Extracted material:
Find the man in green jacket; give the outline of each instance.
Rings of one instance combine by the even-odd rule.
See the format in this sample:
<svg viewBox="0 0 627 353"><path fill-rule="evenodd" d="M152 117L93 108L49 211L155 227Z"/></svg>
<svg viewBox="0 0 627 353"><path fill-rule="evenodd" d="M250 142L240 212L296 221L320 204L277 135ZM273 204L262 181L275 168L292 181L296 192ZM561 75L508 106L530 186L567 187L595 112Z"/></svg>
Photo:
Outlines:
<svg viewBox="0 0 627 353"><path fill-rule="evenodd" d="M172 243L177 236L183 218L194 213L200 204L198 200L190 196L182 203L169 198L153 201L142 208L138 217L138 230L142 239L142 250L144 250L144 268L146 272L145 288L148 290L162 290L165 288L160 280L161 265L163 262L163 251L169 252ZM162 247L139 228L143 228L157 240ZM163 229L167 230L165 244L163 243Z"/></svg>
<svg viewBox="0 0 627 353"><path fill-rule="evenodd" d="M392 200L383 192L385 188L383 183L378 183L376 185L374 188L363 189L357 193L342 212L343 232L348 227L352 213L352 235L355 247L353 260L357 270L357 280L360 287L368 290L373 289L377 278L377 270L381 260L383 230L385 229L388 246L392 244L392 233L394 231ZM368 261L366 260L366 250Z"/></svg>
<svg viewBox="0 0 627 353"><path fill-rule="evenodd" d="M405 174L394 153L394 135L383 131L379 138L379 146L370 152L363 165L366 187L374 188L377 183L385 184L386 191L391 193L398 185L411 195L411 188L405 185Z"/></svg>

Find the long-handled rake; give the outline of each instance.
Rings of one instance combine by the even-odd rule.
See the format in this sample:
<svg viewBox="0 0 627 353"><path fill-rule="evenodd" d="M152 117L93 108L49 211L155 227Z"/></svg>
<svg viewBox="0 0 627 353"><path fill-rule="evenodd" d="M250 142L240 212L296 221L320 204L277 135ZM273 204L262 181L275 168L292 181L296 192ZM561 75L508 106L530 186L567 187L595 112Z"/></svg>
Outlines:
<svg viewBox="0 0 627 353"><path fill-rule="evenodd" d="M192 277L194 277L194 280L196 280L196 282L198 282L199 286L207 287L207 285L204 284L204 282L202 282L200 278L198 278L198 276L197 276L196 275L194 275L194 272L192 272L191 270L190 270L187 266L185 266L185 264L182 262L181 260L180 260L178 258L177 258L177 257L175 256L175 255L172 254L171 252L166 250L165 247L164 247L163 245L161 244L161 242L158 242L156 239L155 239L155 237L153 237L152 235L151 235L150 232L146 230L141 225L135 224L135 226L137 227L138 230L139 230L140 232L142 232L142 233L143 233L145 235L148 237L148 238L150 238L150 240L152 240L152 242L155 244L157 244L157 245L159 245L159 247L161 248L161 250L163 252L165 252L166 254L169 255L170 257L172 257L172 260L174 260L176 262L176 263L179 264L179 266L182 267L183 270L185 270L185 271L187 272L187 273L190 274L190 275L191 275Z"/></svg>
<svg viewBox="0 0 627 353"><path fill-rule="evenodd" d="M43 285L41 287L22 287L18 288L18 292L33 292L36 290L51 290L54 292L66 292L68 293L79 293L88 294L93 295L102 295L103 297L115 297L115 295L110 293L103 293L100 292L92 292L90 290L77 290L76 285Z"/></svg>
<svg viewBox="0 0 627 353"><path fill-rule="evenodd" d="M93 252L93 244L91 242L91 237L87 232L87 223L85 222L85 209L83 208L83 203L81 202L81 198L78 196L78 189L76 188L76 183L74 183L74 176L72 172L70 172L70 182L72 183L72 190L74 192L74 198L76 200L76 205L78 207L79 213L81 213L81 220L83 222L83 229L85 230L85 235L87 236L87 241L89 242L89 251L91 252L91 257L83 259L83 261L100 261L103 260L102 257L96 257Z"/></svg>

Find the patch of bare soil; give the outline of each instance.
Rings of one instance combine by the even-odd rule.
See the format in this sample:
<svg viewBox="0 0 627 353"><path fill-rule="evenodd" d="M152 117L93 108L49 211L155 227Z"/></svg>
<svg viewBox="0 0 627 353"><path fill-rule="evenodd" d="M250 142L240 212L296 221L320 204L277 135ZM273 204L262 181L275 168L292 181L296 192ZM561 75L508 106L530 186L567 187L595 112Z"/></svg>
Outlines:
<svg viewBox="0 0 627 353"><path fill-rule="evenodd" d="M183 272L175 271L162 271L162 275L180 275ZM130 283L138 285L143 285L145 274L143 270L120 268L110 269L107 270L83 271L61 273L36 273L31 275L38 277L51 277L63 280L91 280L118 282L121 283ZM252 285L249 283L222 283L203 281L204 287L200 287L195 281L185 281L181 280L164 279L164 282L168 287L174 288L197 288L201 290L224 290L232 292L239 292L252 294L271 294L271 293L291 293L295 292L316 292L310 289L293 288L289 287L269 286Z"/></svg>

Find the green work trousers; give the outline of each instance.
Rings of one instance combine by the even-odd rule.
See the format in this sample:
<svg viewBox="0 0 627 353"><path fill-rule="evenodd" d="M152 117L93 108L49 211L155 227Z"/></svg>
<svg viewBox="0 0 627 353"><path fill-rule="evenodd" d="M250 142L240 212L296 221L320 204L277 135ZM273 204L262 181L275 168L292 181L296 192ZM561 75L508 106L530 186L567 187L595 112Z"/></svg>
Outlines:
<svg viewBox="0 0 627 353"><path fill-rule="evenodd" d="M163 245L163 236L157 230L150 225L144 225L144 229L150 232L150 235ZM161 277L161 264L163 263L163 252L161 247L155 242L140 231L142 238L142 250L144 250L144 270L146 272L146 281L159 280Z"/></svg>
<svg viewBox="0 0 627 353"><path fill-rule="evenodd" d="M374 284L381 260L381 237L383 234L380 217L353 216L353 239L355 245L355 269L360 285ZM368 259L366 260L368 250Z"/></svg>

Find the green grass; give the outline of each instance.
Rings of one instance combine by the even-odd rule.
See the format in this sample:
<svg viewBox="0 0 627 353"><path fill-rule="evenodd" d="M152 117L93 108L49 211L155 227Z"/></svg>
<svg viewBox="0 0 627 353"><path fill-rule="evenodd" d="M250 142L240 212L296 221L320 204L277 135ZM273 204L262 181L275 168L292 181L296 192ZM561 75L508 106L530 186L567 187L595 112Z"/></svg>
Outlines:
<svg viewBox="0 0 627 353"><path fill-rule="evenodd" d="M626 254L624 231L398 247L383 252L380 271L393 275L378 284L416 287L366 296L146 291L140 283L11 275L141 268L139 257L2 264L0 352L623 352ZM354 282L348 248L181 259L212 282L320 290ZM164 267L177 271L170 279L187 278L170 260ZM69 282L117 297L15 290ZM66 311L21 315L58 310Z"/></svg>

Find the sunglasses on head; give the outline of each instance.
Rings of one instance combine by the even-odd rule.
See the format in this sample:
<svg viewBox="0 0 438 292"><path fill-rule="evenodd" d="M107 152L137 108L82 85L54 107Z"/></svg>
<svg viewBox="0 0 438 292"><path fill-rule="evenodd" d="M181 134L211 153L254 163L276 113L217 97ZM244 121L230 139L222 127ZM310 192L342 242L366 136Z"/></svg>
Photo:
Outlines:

Written task: Please update the items above by replacing each "give the outline of each instance" with "trace every instance" and leaving everything else unchanged.

Final result:
Find the man in green jacket; trace every instance.
Rings of one instance combine by the even-odd rule.
See the format in this sample:
<svg viewBox="0 0 627 353"><path fill-rule="evenodd" d="M152 117L93 108L49 211L155 227Z"/></svg>
<svg viewBox="0 0 627 353"><path fill-rule="evenodd" d="M250 142L240 212L296 221L320 204L277 135ZM273 204L262 181L275 168L292 181L296 192ZM561 75L508 106L530 186L567 187L595 112Z"/></svg>
Photo:
Outlines:
<svg viewBox="0 0 627 353"><path fill-rule="evenodd" d="M172 243L177 236L183 218L194 213L200 204L198 200L190 196L182 203L169 198L153 201L142 208L138 217L138 230L142 239L142 250L144 250L144 268L146 272L145 288L148 290L162 290L165 288L160 280L161 265L163 262L163 251L169 252ZM162 247L139 228L143 228L157 240ZM163 229L167 230L165 244L163 243Z"/></svg>
<svg viewBox="0 0 627 353"><path fill-rule="evenodd" d="M392 200L383 192L385 188L383 183L378 183L376 185L374 188L363 189L357 193L342 212L343 232L348 227L352 213L352 235L355 247L353 260L357 270L357 280L360 287L368 290L373 289L377 278L377 270L381 260L383 230L385 229L388 246L392 244L392 233L394 231ZM368 261L366 260L366 250Z"/></svg>
<svg viewBox="0 0 627 353"><path fill-rule="evenodd" d="M405 174L394 153L394 135L383 131L379 138L379 146L370 152L363 165L366 187L374 188L377 183L385 184L386 191L391 193L398 185L411 195L411 188L405 185Z"/></svg>

Find the long-handled rake; trace every instance.
Rings of one instance combine by the even-odd rule.
See the format in this sample:
<svg viewBox="0 0 627 353"><path fill-rule="evenodd" d="M152 117L93 108L49 211L155 227Z"/></svg>
<svg viewBox="0 0 627 353"><path fill-rule="evenodd" d="M250 142L240 212L296 221L320 204L277 135ZM273 204L262 181L275 168L292 181L296 192ZM561 75L508 106L530 186L567 187L595 112Z"/></svg>
Outlines:
<svg viewBox="0 0 627 353"><path fill-rule="evenodd" d="M192 277L194 277L194 280L196 280L196 282L198 282L199 286L207 287L207 285L204 284L204 282L202 282L200 278L198 278L198 276L197 276L196 275L194 275L194 272L192 272L191 270L190 270L187 266L185 266L185 264L182 262L181 260L180 260L178 258L177 258L177 257L175 256L175 255L172 254L171 252L166 250L165 247L164 247L163 245L161 244L161 242L158 242L156 239L155 239L155 237L153 237L152 235L151 235L150 232L146 230L141 225L135 224L135 226L137 227L138 230L139 230L140 232L142 232L142 233L143 233L145 235L148 237L148 238L150 238L150 240L152 240L152 242L155 244L157 244L157 245L159 245L159 247L161 248L161 250L163 252L165 252L166 254L169 255L170 257L172 257L172 260L174 260L176 262L176 263L179 264L179 266L182 267L183 270L185 270L185 271L187 272L187 273L190 274L190 275L191 275Z"/></svg>
<svg viewBox="0 0 627 353"><path fill-rule="evenodd" d="M43 285L41 287L22 287L18 288L18 292L33 292L36 290L51 290L54 292L66 292L68 293L79 293L88 294L93 295L102 295L103 297L115 297L115 295L110 293L103 293L100 292L92 292L90 290L77 290L76 285Z"/></svg>
<svg viewBox="0 0 627 353"><path fill-rule="evenodd" d="M93 252L93 244L91 242L91 237L87 232L87 223L85 222L85 209L83 208L83 203L81 202L81 198L78 196L78 189L76 188L76 183L74 183L74 176L72 172L70 172L70 182L72 183L72 190L74 192L74 198L76 200L76 205L78 207L79 213L81 213L81 220L83 222L83 229L85 230L85 235L87 236L87 241L89 242L89 251L91 252L91 257L83 259L83 261L100 261L103 260L102 257L96 257Z"/></svg>

Find the patch of bare soil; trace every instance.
Rings of one instance combine by the even-odd rule.
See the format in this sample:
<svg viewBox="0 0 627 353"><path fill-rule="evenodd" d="M152 117L93 108L49 211L155 227Z"/></svg>
<svg viewBox="0 0 627 353"><path fill-rule="evenodd" d="M250 142L240 212L296 221L320 204L277 135ZM273 204L262 181L275 168L292 181L296 192ZM561 75L508 106L530 186L567 187L595 112Z"/></svg>
Outlines:
<svg viewBox="0 0 627 353"><path fill-rule="evenodd" d="M183 272L175 271L162 271L162 275L180 275ZM130 283L138 285L143 285L145 274L143 270L120 268L110 269L107 270L83 271L61 273L36 273L31 275L38 277L51 277L63 280L91 280L118 282L121 283ZM252 285L249 283L222 283L203 281L204 287L200 287L195 281L185 281L181 280L164 279L164 282L168 287L174 288L197 288L201 290L224 290L232 292L239 292L252 294L271 294L271 293L291 293L295 292L316 292L310 289L293 288L289 287L269 286Z"/></svg>

Find the green work trousers; trace every instance.
Rings of one instance combine by the even-odd rule.
See the format in this sample:
<svg viewBox="0 0 627 353"><path fill-rule="evenodd" d="M152 117L93 108L49 211L155 227Z"/></svg>
<svg viewBox="0 0 627 353"><path fill-rule="evenodd" d="M250 142L240 212L296 221L320 204L277 135ZM273 204L262 181L275 168L292 181L296 192ZM561 75L508 106L530 186L567 187L595 112Z"/></svg>
Outlines:
<svg viewBox="0 0 627 353"><path fill-rule="evenodd" d="M163 245L163 236L157 230L150 225L144 225L144 229L150 232L150 235ZM161 277L161 264L163 263L163 252L161 247L155 242L140 231L142 238L142 250L144 250L144 270L146 272L146 281L159 280Z"/></svg>
<svg viewBox="0 0 627 353"><path fill-rule="evenodd" d="M374 284L381 260L381 237L383 234L380 217L353 216L353 239L355 245L355 269L360 285ZM368 259L366 260L368 250Z"/></svg>

Find the green grass; trace every instance.
Rings of one instance combine by the even-odd rule.
See the format in this sample:
<svg viewBox="0 0 627 353"><path fill-rule="evenodd" d="M152 117L93 108L49 211L155 227Z"/></svg>
<svg viewBox="0 0 627 353"><path fill-rule="evenodd" d="M250 142L240 212L296 221L320 204L277 135ZM273 204L262 181L275 168L292 181L296 192ZM561 75L508 106L530 186L567 187L595 112Z"/></svg>
Outlines:
<svg viewBox="0 0 627 353"><path fill-rule="evenodd" d="M626 254L624 231L398 247L383 252L380 271L393 275L378 284L416 287L366 296L146 291L140 283L11 275L141 268L139 257L2 264L0 352L623 352ZM354 282L348 248L181 259L212 282L320 290ZM164 267L177 271L170 279L187 278L170 260ZM69 282L117 297L15 290ZM66 311L21 315L58 310Z"/></svg>

Find the sunglasses on head; trace every instance.
Rings of one instance combine by the even-odd rule.
See the format in this sample:
<svg viewBox="0 0 438 292"><path fill-rule="evenodd" d="M107 152L137 108L82 85L54 107Z"/></svg>
<svg viewBox="0 0 438 292"><path fill-rule="evenodd" d="M181 134L211 153L254 163L276 113L217 97ZM244 121L230 139L222 127ZM310 192L342 242L366 136Z"/></svg>
Photo:
Outlines:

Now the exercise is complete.